▶ **SHORT PROBLEM**
Arrange the lines from the start of the rows through the line containing "293, 538, 325]]" as a Markdown table with the columns Row No. and Line Text. Number each line and leave out any blank lines.

[Start]

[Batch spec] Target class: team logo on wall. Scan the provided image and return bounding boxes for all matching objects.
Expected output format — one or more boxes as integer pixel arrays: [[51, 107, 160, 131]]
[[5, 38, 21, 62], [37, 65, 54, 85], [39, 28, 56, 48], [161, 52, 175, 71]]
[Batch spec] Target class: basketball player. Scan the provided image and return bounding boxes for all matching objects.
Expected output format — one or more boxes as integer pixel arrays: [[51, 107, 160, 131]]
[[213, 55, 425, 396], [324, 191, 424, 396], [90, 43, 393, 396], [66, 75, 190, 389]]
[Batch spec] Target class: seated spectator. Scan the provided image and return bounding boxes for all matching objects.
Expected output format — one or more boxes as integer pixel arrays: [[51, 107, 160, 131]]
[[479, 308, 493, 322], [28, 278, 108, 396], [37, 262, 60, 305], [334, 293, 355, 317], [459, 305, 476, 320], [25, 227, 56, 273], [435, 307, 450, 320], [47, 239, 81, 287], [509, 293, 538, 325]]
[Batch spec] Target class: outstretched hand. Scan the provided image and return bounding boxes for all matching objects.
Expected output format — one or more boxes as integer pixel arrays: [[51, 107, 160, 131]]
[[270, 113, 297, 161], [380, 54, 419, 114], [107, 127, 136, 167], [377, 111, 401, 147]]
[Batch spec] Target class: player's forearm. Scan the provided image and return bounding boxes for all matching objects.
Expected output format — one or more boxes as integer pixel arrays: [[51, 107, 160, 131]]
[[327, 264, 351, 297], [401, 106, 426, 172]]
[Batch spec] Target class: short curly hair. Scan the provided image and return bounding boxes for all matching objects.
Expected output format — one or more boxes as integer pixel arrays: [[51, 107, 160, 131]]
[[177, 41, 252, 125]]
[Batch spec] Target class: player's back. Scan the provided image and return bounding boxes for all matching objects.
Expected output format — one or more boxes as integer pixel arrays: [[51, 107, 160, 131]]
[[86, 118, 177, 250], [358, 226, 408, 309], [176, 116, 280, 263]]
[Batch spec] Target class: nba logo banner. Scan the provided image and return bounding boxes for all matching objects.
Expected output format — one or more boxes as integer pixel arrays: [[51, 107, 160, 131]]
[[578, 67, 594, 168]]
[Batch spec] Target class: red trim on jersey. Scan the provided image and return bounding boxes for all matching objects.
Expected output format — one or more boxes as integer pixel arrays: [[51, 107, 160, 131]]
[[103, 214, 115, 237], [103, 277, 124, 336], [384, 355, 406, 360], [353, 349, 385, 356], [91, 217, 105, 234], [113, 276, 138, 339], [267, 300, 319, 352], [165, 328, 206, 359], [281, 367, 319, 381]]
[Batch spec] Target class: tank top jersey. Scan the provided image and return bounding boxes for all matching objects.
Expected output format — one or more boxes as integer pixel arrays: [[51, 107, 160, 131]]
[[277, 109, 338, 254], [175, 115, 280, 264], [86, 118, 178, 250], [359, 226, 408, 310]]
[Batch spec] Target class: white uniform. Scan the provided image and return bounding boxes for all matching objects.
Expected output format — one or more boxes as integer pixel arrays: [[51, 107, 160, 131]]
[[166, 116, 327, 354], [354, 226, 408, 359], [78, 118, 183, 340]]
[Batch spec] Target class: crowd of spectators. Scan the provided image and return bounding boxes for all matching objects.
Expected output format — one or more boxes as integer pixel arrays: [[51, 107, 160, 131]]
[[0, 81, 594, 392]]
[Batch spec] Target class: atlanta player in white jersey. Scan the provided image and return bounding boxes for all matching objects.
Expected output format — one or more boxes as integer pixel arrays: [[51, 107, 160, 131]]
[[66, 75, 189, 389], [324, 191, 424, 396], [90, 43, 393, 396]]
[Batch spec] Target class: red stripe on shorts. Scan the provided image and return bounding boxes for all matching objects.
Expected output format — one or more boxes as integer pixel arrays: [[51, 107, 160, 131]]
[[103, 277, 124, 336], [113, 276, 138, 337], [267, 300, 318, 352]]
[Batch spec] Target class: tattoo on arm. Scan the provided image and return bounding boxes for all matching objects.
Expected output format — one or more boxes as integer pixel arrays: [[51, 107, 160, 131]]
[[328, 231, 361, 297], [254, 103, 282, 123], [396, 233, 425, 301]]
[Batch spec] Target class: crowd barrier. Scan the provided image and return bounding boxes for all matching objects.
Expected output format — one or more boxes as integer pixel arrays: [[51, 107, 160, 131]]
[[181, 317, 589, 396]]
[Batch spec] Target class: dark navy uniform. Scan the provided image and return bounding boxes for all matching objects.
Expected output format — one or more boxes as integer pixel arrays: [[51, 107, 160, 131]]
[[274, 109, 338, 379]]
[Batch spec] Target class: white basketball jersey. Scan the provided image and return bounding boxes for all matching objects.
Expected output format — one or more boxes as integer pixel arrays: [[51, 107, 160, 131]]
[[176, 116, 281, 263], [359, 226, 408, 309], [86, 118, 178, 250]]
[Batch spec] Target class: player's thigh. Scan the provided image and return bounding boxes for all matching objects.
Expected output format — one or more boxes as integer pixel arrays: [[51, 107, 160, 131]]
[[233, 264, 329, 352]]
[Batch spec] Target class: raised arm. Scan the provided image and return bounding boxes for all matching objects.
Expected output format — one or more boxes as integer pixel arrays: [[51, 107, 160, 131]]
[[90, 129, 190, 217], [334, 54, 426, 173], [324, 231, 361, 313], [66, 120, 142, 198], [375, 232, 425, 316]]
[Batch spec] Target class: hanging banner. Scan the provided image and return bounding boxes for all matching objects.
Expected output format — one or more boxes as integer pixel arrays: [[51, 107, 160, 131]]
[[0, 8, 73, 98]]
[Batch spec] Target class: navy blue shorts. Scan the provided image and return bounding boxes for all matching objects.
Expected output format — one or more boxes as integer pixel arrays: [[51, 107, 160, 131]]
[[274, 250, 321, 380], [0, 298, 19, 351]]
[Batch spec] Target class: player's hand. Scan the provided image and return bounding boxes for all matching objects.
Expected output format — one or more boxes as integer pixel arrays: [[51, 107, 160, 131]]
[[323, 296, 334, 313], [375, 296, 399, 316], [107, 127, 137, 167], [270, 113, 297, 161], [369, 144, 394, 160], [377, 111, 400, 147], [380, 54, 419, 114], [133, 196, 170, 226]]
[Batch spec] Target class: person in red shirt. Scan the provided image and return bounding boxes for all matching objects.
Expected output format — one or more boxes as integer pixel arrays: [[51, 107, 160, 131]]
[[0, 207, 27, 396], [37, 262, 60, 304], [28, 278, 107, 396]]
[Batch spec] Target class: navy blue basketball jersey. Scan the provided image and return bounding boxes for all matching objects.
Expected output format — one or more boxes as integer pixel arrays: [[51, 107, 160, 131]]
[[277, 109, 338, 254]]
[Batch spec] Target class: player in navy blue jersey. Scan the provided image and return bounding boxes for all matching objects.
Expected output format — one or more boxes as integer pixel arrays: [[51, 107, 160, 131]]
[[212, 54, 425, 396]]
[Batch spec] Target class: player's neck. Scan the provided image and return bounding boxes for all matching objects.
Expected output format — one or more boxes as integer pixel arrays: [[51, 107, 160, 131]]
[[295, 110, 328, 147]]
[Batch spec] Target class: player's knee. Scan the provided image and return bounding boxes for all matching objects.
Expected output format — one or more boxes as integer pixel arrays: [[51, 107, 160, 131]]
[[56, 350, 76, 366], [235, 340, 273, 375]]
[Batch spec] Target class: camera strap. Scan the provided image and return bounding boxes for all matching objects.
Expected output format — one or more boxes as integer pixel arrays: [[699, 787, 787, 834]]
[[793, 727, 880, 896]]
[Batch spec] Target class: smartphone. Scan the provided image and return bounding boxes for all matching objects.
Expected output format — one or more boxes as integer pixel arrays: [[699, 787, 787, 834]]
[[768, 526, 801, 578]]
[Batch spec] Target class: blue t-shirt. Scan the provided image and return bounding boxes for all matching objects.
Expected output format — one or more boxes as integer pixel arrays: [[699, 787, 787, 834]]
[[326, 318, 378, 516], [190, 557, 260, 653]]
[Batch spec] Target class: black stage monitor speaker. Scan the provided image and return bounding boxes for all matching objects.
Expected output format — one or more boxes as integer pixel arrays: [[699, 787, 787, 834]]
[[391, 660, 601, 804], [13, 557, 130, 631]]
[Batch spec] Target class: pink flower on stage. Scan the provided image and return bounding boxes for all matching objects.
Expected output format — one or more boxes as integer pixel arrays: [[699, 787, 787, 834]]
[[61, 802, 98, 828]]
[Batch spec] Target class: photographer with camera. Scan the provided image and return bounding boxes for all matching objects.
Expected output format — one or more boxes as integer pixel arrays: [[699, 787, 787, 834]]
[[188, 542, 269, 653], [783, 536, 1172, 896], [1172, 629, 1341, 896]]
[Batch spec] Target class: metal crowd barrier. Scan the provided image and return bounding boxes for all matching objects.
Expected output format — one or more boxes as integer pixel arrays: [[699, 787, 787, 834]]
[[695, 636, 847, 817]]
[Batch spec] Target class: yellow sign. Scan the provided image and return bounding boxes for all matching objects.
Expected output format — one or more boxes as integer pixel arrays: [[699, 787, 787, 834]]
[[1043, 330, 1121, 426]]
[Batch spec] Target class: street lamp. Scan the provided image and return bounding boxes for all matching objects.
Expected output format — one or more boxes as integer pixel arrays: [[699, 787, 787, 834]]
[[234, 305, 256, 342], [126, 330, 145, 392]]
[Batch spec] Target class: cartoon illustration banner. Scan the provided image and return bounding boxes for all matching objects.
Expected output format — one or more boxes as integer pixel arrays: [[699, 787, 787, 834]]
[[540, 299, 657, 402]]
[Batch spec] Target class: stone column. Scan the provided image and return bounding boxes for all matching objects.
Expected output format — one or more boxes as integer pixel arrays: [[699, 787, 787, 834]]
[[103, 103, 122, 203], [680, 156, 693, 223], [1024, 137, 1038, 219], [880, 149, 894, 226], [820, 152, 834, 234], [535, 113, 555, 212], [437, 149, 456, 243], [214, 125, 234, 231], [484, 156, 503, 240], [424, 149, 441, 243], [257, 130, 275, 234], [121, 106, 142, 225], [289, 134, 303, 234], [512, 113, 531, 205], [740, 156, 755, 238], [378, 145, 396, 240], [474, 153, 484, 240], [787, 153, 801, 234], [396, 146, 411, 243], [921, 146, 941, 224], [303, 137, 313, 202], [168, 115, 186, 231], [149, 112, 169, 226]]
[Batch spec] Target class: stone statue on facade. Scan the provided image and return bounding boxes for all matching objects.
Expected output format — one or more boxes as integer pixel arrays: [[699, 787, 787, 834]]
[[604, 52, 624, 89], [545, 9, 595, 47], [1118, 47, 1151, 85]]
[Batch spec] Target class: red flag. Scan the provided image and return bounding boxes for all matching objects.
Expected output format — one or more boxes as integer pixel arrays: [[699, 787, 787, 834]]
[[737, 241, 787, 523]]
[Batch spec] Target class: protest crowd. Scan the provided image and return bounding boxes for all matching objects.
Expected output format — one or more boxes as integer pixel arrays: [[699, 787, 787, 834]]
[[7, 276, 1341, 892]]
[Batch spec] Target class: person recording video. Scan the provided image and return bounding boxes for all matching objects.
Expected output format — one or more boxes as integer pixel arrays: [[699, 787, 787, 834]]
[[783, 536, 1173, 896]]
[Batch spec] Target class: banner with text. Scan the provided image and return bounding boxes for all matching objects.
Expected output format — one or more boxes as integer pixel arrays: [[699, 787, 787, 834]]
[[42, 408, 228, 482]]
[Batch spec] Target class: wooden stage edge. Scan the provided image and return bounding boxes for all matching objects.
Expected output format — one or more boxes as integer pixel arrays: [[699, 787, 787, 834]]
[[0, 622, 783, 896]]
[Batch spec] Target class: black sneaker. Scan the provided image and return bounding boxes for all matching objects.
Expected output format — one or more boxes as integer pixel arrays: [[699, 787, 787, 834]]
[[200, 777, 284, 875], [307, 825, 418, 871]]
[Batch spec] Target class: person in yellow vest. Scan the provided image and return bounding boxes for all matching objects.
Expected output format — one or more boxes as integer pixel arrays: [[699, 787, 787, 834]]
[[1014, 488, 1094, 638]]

[End]

▶ **RESPONSE**
| Row No. | Line Text |
|---|---|
| 1 | [Batch spec] Target class: team logo on wall. Scan the provided image and return bounding boxes for all matching objects. |
| 2 | Expected output format — one or more boxes as integer pixel arrays: [[51, 107, 160, 131]] |
| 3 | [[5, 38, 21, 62], [37, 65, 54, 85], [39, 28, 56, 48], [161, 52, 175, 71]] |
| 4 | [Batch spec] Target class: basketball player. Scan the provided image and return bounding boxes for all matching objects. |
| 5 | Expected output format — one or more boxes as integer pixel arrays: [[51, 107, 160, 131]] |
| 6 | [[213, 55, 425, 396], [324, 191, 424, 396], [90, 43, 393, 396], [66, 75, 190, 389]] |
| 7 | [Batch spec] Target class: seated spectator. Scan the provided image and return bounding boxes for all matching objects. |
| 8 | Expected output format — one or more boxes as integer pixel arrays: [[51, 107, 160, 131]] |
| 9 | [[479, 308, 493, 322], [28, 278, 108, 396], [37, 262, 60, 305], [334, 293, 355, 317], [459, 305, 476, 320], [25, 227, 56, 273], [435, 307, 450, 320], [47, 239, 81, 287], [509, 293, 538, 325]] |